*CHALLENGE*. Please present the rows from the start of the records through the line containing "x=227, y=519", inclusive, as a Markdown table with the columns "No." and "Text", numbering each line and leaving out blank lines.

··· SUPPLIED MATERIAL ···

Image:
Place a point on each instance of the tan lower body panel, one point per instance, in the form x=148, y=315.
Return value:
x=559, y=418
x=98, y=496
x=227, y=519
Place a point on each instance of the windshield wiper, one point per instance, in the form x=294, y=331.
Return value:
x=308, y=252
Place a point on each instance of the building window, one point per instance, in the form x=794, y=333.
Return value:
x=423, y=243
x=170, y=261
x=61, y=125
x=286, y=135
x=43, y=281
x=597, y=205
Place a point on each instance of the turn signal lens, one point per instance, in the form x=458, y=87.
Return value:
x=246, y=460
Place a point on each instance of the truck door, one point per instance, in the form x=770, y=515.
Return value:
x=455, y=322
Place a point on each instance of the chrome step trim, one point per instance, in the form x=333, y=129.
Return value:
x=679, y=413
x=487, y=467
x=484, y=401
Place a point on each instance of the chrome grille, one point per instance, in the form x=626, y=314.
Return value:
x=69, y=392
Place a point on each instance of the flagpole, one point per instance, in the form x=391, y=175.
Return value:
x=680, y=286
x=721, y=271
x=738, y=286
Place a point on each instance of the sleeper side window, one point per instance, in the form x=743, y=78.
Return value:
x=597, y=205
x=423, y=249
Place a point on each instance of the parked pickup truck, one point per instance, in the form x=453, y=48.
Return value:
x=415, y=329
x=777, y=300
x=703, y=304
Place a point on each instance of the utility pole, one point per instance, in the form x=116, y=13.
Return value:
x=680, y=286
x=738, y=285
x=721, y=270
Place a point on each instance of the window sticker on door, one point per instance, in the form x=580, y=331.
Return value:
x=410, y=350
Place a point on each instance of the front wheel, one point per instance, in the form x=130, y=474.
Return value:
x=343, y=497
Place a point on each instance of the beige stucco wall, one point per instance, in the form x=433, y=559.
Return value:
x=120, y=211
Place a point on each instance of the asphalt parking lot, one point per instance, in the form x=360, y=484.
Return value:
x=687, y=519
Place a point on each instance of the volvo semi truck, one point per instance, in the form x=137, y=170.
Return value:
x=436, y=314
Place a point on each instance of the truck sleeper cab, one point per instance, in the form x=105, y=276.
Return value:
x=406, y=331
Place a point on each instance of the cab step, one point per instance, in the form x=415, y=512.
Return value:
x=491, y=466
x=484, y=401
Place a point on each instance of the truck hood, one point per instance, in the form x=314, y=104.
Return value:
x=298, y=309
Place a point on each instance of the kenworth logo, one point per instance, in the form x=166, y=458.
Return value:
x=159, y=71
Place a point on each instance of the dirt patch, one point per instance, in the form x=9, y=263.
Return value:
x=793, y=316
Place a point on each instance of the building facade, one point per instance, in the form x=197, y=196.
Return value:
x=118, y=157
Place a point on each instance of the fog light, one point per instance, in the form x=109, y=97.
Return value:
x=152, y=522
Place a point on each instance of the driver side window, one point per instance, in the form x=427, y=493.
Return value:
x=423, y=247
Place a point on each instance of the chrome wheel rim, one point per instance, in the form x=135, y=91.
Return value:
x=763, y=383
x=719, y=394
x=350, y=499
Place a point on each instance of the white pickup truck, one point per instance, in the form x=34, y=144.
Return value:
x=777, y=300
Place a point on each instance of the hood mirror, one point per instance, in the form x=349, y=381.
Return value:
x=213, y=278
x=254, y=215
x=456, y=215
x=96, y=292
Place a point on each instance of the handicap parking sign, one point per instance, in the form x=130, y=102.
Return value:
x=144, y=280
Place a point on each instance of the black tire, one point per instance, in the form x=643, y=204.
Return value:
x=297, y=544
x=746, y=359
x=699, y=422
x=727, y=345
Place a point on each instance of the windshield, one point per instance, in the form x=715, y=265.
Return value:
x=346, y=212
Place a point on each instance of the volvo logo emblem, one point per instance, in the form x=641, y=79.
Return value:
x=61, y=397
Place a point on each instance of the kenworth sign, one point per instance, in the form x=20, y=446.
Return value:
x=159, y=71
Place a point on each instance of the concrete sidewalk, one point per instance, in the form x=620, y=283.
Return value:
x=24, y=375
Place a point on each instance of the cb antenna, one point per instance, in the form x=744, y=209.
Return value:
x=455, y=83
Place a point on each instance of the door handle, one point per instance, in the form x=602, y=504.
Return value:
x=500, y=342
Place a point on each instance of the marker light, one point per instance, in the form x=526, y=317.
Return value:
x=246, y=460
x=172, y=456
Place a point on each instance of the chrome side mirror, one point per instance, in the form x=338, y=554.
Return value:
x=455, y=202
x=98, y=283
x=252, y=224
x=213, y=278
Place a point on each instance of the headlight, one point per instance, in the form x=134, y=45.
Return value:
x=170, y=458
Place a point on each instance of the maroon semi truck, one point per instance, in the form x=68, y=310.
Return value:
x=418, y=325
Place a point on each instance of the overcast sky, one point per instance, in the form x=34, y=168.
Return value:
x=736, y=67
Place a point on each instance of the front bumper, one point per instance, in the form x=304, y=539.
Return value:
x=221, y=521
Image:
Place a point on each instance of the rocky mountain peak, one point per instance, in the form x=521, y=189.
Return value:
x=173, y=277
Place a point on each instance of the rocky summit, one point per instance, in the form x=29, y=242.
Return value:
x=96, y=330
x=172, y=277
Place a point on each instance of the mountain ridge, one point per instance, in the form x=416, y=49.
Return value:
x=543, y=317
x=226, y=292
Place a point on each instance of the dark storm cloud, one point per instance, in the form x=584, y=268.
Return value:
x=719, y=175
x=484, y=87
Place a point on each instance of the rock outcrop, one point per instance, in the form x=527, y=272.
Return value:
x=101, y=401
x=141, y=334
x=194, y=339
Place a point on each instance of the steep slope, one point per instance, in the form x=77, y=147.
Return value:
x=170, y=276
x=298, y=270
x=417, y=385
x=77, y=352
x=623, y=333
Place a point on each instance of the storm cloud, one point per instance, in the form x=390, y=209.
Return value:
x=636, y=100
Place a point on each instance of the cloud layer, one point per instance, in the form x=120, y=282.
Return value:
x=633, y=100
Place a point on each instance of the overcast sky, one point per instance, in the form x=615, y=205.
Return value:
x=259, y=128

···

*REPLY TO THE TASK*.
| No. | Text |
|---|---|
| 1 | Image: |
| 2 | Place a point on each instance of the tan lower body panel, one point per instance, in the form x=148, y=315. |
| 3 | Return value: |
| 4 | x=559, y=418 |
| 5 | x=98, y=496 |
| 6 | x=227, y=519 |